- _Aim_: Lay out every line of the records below as a Markdown table with the columns No. and Text, numbering the rows in order and skipping blank lines. Omit the pictures from the table.

- _Available records_:
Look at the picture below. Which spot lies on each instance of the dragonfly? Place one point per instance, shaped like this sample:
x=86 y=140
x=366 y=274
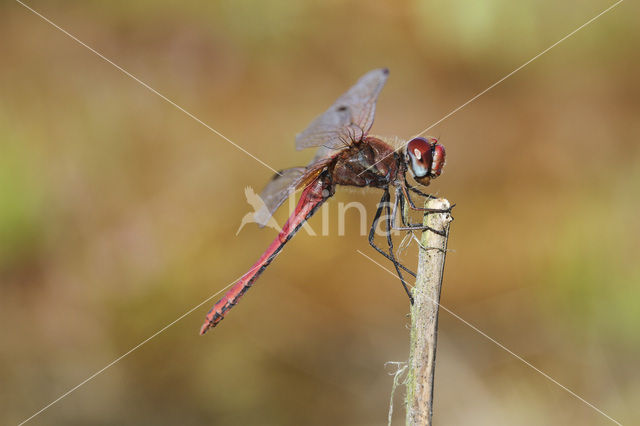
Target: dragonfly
x=347 y=155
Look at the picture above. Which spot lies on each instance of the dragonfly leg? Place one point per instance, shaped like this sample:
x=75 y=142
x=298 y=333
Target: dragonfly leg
x=416 y=190
x=390 y=219
x=381 y=206
x=405 y=193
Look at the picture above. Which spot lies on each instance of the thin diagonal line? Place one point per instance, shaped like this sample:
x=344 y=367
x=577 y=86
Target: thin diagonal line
x=128 y=74
x=500 y=345
x=503 y=79
x=163 y=329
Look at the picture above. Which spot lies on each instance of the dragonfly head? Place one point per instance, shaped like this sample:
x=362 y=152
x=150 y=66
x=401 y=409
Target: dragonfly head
x=426 y=159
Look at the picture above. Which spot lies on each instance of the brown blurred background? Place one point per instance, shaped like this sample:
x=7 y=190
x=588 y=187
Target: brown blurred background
x=118 y=212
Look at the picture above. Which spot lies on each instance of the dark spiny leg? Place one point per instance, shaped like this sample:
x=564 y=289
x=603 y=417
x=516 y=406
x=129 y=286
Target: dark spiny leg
x=416 y=190
x=384 y=201
x=404 y=191
x=390 y=219
x=408 y=226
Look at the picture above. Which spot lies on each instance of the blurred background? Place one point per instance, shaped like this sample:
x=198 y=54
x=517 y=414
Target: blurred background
x=118 y=212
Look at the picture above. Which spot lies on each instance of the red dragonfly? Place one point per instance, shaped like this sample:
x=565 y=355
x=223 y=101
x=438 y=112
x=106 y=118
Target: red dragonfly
x=347 y=155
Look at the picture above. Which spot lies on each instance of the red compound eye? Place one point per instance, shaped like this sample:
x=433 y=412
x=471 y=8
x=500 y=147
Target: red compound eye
x=419 y=151
x=425 y=158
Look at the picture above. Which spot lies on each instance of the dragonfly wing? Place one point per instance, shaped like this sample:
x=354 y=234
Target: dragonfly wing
x=285 y=184
x=276 y=192
x=349 y=118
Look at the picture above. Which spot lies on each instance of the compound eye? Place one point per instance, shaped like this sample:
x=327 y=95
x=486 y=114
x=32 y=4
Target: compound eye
x=419 y=151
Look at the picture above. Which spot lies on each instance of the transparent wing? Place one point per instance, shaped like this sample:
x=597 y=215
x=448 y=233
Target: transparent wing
x=283 y=186
x=349 y=118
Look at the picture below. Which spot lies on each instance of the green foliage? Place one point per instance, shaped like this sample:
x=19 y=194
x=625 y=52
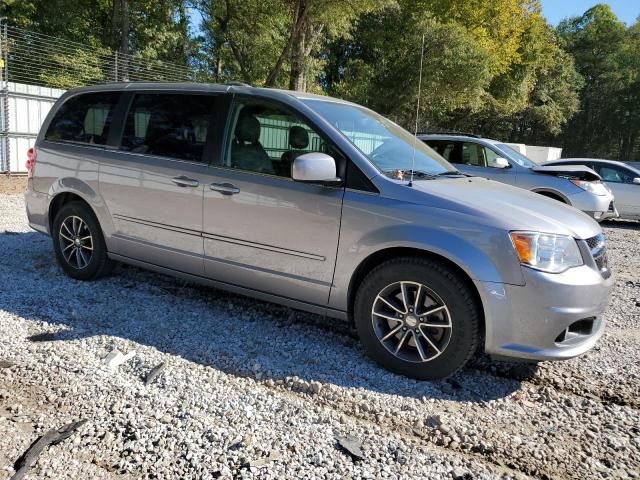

- _Written answer_:
| No. | Text |
|---|---|
| 1 | Look at the picture below. Which spot lies on each instance of the dragonfly? Place one point per instance, shaped like this sample: |
| 2 | x=86 y=140 |
| 3 | x=366 y=274 |
| 4 | Target: dragonfly |
| 5 | x=347 y=155 |
| 6 | Look at the picture above. Which spot lies on each instance of the dragonfly leg? Place one point per instance, shaped like this sample: |
| 7 | x=75 y=142 |
| 8 | x=298 y=333 |
| 9 | Target: dragonfly leg |
| 10 | x=416 y=190 |
| 11 | x=390 y=219 |
| 12 | x=381 y=206 |
| 13 | x=405 y=193 |
| 14 | Look at the picture above. Which spot lies on each instance of the thin diagonal line? Place one point per instance, shaped like this sample: |
| 15 | x=344 y=367 |
| 16 | x=577 y=86 |
| 17 | Target: thin diagonal line |
| 18 | x=128 y=74 |
| 19 | x=500 y=345 |
| 20 | x=503 y=79 |
| 21 | x=163 y=329 |
| 22 | Look at the picture above. Which spot lies on each instance of the dragonfly head? Place one point per instance, shaped like this sample: |
| 23 | x=362 y=152 |
| 24 | x=150 y=66 |
| 25 | x=401 y=409 |
| 26 | Target: dragonfly head |
| 27 | x=426 y=159 |
| 28 | Look at the picture above. Which spot lies on each instance of the brown blurred background? Place one point per instance, shaped like this sample: |
| 29 | x=7 y=190 |
| 30 | x=588 y=187 |
| 31 | Target: brown blurred background |
| 32 | x=118 y=212 |
| 33 | Look at the picture above. Which spot lies on each instance of the dark spiny leg? Place one point per instance, shaped like this sample: |
| 34 | x=564 y=289 |
| 35 | x=603 y=417 |
| 36 | x=516 y=406 |
| 37 | x=129 y=286 |
| 38 | Target: dark spiny leg |
| 39 | x=416 y=190 |
| 40 | x=384 y=201 |
| 41 | x=404 y=191 |
| 42 | x=390 y=219 |
| 43 | x=408 y=226 |
| 44 | Look at the picture above. Which spot lies on each instance of the blurred background? Place one point per instance, shaped like this sample: |
| 45 | x=198 y=54 |
| 46 | x=517 y=414 |
| 47 | Target: blurred background |
| 48 | x=118 y=212 |
| 49 | Look at the picture above. Which spot lies on each instance of the red dragonfly? Place one point per instance, shaped like this sample: |
| 50 | x=565 y=355 |
| 51 | x=223 y=101 |
| 52 | x=438 y=112 |
| 53 | x=106 y=118 |
| 54 | Target: red dragonfly |
| 55 | x=347 y=155 |
| 56 | Look at the picture above. Which spot lies on each instance of the red compound eye? Place one point per instance, shaped like this sample: |
| 57 | x=433 y=412 |
| 58 | x=471 y=8 |
| 59 | x=500 y=147 |
| 60 | Target: red compound eye |
| 61 | x=419 y=151 |
| 62 | x=425 y=158 |
| 63 | Look at the picture above. Which spot lies on each instance of the dragonfly wing? Place one point per instance, shaped like this sample: |
| 64 | x=354 y=234 |
| 65 | Target: dragonfly wing |
| 66 | x=285 y=184 |
| 67 | x=276 y=192 |
| 68 | x=349 y=118 |
| 69 | Look at the picture above. Which spot lies on each instance of the compound eye? Place one point per instance, shaped like this sample: |
| 70 | x=327 y=95 |
| 71 | x=486 y=114 |
| 72 | x=32 y=4 |
| 73 | Target: compound eye |
| 74 | x=419 y=151 |
| 75 | Look at the picture above. Which spot lies on each instance of the transparent wing? Place one point per instance, shaped like this sample: |
| 76 | x=597 y=215 |
| 77 | x=448 y=233 |
| 78 | Target: transparent wing |
| 79 | x=283 y=186 |
| 80 | x=349 y=118 |
| 81 | Look at the picture below. Which spot lies on each instance of the green foliage? Place one point per instance, shaped like this sample: |
| 82 | x=19 y=194 |
| 83 | x=625 y=52 |